Assignment -
Make a verbatim copy of all the records.

Data provided -
::::

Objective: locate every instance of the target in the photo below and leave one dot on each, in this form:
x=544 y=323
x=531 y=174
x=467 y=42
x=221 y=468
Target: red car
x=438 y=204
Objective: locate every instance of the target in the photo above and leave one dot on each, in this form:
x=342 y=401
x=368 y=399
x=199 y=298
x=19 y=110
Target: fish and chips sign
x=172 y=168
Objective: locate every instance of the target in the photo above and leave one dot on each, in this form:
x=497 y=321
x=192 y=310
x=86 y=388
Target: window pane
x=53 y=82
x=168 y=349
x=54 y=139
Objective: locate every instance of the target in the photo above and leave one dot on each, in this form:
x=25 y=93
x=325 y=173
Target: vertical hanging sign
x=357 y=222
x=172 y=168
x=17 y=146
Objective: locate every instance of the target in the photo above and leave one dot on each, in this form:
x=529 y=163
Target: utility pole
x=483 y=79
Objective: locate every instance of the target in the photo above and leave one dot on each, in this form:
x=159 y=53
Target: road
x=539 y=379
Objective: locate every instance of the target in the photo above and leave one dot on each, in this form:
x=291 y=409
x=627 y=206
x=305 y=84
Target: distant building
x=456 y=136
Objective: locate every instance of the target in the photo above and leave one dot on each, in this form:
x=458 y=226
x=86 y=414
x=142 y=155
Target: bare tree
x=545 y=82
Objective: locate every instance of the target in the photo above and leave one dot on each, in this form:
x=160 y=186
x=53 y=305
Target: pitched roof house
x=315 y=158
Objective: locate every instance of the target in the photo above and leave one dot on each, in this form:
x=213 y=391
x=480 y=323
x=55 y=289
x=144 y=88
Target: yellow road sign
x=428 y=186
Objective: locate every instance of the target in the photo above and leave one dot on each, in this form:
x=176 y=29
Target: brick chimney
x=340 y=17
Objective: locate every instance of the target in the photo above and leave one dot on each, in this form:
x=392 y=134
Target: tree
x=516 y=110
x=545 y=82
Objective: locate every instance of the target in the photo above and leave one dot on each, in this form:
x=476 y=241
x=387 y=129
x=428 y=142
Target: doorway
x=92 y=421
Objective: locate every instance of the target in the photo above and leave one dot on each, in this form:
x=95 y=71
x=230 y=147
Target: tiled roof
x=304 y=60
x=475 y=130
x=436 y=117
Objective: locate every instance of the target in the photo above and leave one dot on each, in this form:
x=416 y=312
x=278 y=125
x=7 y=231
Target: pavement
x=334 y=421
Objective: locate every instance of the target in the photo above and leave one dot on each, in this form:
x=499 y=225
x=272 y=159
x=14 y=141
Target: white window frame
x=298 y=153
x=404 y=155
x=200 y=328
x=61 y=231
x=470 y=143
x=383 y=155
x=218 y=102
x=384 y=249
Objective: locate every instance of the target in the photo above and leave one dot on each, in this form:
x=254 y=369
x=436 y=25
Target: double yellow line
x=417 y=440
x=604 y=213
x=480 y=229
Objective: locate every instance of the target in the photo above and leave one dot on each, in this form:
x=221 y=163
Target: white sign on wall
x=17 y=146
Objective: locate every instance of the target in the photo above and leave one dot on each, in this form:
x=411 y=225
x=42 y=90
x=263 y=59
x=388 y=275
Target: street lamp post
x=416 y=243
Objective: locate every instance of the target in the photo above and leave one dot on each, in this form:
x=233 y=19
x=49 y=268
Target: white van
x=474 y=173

::::

Exercise answer -
Objective: locate every instance of the target in the photo below and leave one dot on each, in this form:
x=544 y=323
x=531 y=174
x=467 y=42
x=221 y=468
Target: red car
x=438 y=204
Objective: locate every instance of the target in the photo above and leave one dot on each, in this form:
x=342 y=401
x=368 y=399
x=199 y=298
x=19 y=110
Target: fish and chips sign
x=172 y=168
Objective: locate every instance of the target in the photo above and leave one dot on each, in this form:
x=497 y=321
x=192 y=310
x=86 y=388
Target: window pane
x=53 y=82
x=168 y=349
x=54 y=139
Objective: locate every instance of the target in the photo above and leave one dot on each, in this form:
x=25 y=93
x=325 y=173
Target: vertical hanging sign
x=357 y=222
x=172 y=168
x=17 y=146
Objective: locate every instance of the target in the photo above and leave one dot on each, in this form:
x=529 y=163
Target: utility pole
x=483 y=79
Objective: locate every instance of the target in the photo above and leave one dot on each, in this form:
x=159 y=53
Target: road
x=539 y=379
Objective: locate every instance of the target in the photo above and leave one dot on each, in this form:
x=291 y=409
x=627 y=206
x=305 y=84
Target: distant building
x=456 y=136
Objective: locate every instance of the target in the photo above and leave one dot on each, in this form:
x=458 y=226
x=86 y=414
x=142 y=155
Target: bare tree
x=545 y=82
Objective: locate every instance of the target in the photo above and leave one dot on each, in this form:
x=160 y=186
x=53 y=305
Target: pitched roof house
x=315 y=158
Objective: locate every instance of the target in the photo above and leave one dot on each, in this form:
x=213 y=391
x=480 y=323
x=55 y=289
x=144 y=88
Target: yellow road sign
x=428 y=186
Objective: locate every instance of the target in the photo above and leave one dot on each, in this form:
x=176 y=29
Target: brick chimney
x=340 y=17
Objective: locate every instance of the target in the photo above and leave one dot on each, in this form:
x=392 y=134
Target: tree
x=516 y=110
x=545 y=82
Objective: locate every instance of the target in the photo above and leave one dot on each, in this form:
x=476 y=241
x=387 y=129
x=428 y=142
Target: doorway
x=92 y=421
Objective: locate every instance of the target in the photo above and leave one dot on each, in this form:
x=95 y=71
x=230 y=147
Target: tiled roof
x=304 y=60
x=475 y=130
x=436 y=117
Objective: locate every instance of the target in the photo above and leave one dot on each, in this form:
x=416 y=312
x=278 y=125
x=7 y=231
Target: pavement
x=334 y=421
Objective: locate every instance of the target in the photo above and leave one dot on each, in this form:
x=499 y=225
x=272 y=159
x=14 y=141
Target: white window frame
x=298 y=153
x=404 y=155
x=200 y=328
x=61 y=231
x=470 y=143
x=383 y=155
x=218 y=102
x=384 y=249
Objective: locate every instance of the target in the photo above and leave one dot on each, in this form:
x=254 y=369
x=436 y=25
Target: double yellow line
x=417 y=440
x=604 y=213
x=480 y=229
Objective: locate every instance of the target in the photo above and leave one dot on each, in this form:
x=221 y=163
Target: white sign on wall
x=17 y=146
Objective: locate every instance of the target in the photo above and leave one dot on each, in this form:
x=411 y=225
x=42 y=90
x=263 y=59
x=388 y=275
Target: street lamp post
x=416 y=243
Objective: locate every instance of the target in the photo above and leave one dot on each, in this form:
x=233 y=19
x=49 y=268
Target: white van
x=474 y=173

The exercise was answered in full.